Hooria Qureshi said:


> friends please name the books you all used to prepare MCAT.. If, the only thing which we must do is to stick to the Punjab text books of part 1 and part 2 then why there is a need to see the other books ???:?i mean i have seen many of the people saying to concentrate on to the syllabus but i really am not getting the Other BOOKS thing :speechless: Is there a need of that ??


there is no such need to see other books than textbooks, but make sure you have crystal clear concepts


----------



## rockstar (Nov 4, 2012)

i have given entry test the previous year....all ov the mcqs were from text book xcept english portion...so u should concentrate on ur text books...i am doing mbbs now...but i request you to make your concepts clear...v much clear....it also matters alot when you go in some med college....all these concepts are needed there too....


----------



## Amna Amir (Apr 1, 2013)

annie khan said:


> I m too confused.I decided not to join any academy but now, I m worry about aptitude and physics.
> For these 2 subjects,maybe I join academy.Now,it is "Do or Die" situation for me.Only prayers and
> hard work can help me and help us.I also need some valuable suggestions.


i suggest you not to worry as we are travelling in the same boat.. and i plan to join Stars academy for M CAT preparation this year i have heard that the coaching classes of this institute are very affective and helpful..
hopes this helps you..:thumbsup:


----------



## annie khan (Nov 10, 2012)

Amna Amir said:


> i suggest you not to worry as we are travelling in the same boat.. and i plan to join Stars academy for M CAT preparation this year i have heard that the coaching classes of this institute are very affective and helpful..
> hopes this helps you..:thumbsup:


r u repeating too ? 
I decided to give crash tests at Al-hamd.I dont know much about this academy but I heard ,it gave toppers of entry test last year.


----------



## Amna Amir (Apr 1, 2013)

annie khan said:


> r u repeating too ?
▬▬▬▬▬▬
What you will do:
Extend the forum thread on MCAT preparation by writing Amna Amir's reply to the final quoted line, "r u repeating too ?".

Stored data entries
▬▬▬▬▬▬
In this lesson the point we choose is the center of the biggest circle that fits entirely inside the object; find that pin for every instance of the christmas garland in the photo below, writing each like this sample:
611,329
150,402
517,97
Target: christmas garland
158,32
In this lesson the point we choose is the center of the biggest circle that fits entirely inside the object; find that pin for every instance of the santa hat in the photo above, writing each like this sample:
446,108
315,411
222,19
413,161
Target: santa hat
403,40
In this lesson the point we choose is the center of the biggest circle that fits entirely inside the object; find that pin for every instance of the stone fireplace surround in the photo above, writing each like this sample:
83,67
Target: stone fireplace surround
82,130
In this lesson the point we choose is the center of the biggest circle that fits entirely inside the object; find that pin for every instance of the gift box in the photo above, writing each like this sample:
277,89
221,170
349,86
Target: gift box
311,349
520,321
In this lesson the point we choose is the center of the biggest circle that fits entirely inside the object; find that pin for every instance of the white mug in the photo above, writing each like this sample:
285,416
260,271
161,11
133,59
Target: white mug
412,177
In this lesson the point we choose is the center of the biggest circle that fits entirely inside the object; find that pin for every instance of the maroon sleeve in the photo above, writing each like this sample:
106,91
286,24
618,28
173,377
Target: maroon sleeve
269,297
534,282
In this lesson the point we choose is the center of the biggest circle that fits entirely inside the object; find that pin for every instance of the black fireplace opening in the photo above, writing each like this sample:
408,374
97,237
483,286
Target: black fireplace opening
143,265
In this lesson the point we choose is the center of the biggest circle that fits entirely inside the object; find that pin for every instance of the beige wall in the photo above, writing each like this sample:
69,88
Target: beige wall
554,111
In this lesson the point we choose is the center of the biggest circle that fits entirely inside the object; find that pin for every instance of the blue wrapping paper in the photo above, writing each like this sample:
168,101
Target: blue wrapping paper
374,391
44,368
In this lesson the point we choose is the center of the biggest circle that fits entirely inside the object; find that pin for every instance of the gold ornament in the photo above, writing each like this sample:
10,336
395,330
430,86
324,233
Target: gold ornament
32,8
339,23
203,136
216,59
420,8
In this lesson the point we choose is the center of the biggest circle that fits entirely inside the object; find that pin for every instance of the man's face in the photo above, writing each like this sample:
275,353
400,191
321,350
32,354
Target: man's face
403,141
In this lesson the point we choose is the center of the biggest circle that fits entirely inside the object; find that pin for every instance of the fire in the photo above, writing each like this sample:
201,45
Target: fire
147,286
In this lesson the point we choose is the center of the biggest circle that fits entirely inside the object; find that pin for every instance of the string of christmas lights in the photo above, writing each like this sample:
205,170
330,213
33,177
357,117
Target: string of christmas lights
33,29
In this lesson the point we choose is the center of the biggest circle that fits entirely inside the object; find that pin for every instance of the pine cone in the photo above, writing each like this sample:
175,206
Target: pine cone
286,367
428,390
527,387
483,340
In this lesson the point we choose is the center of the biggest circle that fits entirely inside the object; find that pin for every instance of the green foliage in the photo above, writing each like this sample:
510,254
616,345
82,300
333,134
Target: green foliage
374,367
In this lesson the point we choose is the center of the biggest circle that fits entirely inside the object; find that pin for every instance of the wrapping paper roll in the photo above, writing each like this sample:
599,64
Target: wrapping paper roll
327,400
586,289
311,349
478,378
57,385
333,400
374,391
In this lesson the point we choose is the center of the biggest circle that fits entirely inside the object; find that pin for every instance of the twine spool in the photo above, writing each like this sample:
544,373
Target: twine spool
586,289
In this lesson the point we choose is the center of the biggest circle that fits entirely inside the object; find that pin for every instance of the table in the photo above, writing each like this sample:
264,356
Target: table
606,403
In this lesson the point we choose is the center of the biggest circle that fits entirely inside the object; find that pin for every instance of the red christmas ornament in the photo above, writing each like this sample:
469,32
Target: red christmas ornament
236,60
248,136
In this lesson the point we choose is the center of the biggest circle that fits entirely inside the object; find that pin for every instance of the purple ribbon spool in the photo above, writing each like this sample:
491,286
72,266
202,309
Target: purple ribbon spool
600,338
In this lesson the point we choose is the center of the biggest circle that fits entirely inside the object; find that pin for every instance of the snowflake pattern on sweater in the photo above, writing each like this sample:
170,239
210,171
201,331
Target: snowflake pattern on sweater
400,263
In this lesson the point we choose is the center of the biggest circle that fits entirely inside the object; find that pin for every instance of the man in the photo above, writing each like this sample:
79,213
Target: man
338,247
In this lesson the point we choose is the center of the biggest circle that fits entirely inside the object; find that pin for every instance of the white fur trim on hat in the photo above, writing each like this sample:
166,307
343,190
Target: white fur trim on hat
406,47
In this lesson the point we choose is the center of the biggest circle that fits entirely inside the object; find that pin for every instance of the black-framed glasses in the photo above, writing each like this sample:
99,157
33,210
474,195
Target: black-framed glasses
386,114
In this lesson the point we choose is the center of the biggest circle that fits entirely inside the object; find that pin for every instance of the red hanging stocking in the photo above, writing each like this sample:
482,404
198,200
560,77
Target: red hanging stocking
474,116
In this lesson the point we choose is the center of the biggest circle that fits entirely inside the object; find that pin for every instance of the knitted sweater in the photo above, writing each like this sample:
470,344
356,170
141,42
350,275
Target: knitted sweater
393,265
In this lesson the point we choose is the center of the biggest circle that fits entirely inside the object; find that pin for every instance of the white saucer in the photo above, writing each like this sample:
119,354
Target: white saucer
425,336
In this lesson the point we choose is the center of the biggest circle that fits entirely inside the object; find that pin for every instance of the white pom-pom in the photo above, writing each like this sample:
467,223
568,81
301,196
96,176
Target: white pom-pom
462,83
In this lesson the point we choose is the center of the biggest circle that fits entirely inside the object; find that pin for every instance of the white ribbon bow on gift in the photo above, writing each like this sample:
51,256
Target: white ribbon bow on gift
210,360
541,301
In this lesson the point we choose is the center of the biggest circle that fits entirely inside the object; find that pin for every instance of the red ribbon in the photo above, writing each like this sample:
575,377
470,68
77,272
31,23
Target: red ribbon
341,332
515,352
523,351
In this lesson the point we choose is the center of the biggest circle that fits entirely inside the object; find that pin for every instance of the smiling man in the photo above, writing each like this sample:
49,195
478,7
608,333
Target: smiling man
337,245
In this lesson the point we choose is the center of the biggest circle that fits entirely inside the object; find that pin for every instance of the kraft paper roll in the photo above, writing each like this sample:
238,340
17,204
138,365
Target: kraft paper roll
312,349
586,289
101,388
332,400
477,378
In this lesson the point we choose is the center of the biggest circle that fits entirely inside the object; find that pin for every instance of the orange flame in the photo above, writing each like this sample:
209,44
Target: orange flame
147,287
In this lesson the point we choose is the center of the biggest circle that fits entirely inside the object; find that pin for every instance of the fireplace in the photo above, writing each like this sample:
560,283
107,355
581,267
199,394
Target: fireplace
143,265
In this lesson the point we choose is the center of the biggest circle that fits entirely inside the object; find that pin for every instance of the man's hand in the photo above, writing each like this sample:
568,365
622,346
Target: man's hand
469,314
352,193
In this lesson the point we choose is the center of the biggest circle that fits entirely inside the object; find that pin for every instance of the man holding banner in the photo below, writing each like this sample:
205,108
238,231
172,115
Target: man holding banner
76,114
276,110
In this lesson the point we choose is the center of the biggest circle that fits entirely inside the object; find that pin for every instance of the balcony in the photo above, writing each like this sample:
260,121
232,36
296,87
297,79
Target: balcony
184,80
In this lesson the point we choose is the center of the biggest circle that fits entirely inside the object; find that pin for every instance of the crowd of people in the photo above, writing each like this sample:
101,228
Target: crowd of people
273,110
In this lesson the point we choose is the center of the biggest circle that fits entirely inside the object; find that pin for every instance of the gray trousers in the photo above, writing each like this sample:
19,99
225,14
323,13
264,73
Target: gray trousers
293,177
▬▬▬▬▬▬
Answer to this task:
> I decided to give crash tests at Al-hamd.I dont know much about this academy but I heard ,it gave toppers of entry test last year.


yeah i am repeating too. i have heard that for coaching classes Starz academy is best while for test session i.e. crash tests Kipps is best . i dicided to join m cat session of Starz institute. may be i join Kips for crash test in august.. but i think an additional thing too that i must develop my concepts during coaching classes at Starz and after then i ought to stick to books myself at home to prepare myself thoroghly for M CAT as i have experienced that M CAT requires learning the books by heart more than concepts..

what are your thoughts about this??

- - - Updated - - -



jamal said:


> Guys do not confuse yourself about whether to join academy or not...It does not make a damn difference...They do not give any special syrup  I guess. If Aptitude had been included then we shall see that later on Inshllah. I am a repeater and now I realize that why everyone used to say "only punjab textbooks" you need to focus and steadily work hard.And I believe Inshallah sure you shall reach your goals if you are motivated and also taking good care of your prayers not for results but to solely for Allah Almighty .


is aptitude test included in the M CAT syllabus this year i.e. 2013 ???? how many chances are there?? 
if it is included than what percentage it acquires?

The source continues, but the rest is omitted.